_DATA_
--- START ---

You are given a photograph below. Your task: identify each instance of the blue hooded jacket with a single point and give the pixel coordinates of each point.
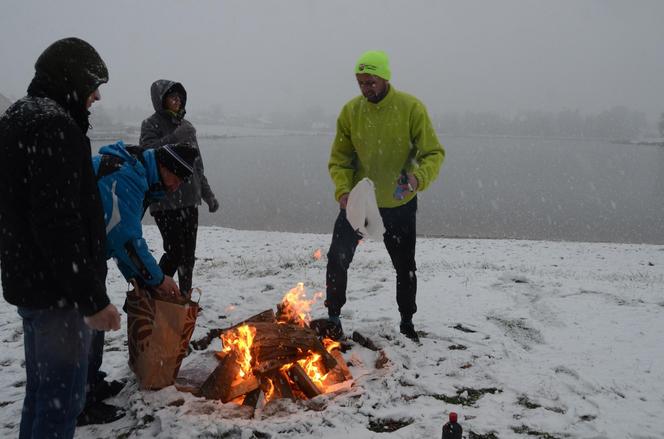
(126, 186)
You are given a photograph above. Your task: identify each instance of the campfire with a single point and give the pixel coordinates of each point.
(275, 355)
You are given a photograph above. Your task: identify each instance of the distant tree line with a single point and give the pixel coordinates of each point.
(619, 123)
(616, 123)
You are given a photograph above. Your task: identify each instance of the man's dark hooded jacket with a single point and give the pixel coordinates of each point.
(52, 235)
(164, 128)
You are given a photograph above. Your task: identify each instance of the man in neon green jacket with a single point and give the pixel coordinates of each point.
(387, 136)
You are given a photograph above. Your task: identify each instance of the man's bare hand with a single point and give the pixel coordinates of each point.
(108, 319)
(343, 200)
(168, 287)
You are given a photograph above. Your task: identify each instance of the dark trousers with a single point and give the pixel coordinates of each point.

--- END ---

Repeat each entry above word for word, leaving every picture out.

_EXERCISE RESULT_
You are given a photograph below. Your task: identify each instance of the blue hooded jacket with a single point and give the pixel coordinates of each point.
(126, 186)
You are given a photograph above. Your task: identify each instance of the campfire with a single point and give the pixel coordinates of each point.
(275, 355)
You are given a photograph above. Your task: identify each instance of the distant tree line with a single point and give the pixel coordinates of each point.
(619, 123)
(616, 123)
You are given a photograph above. Your task: identify each instance of the man's dark hooded jacket with a single point and give the pixel coordinates of each point.
(52, 235)
(164, 128)
You are given a photograph above. Your task: identify each instance of the man in neon green jacket with a single point and give the pixel coordinates of each point.
(387, 136)
You are given a photograph above. Your task: identify each instance of the man's bare hand with a single point and give the pixel coordinates of each point.
(108, 319)
(343, 200)
(168, 287)
You are given a photograph above. Your task: identify each instance of the dark trousers with a single point and give the pixel coordinates of each point.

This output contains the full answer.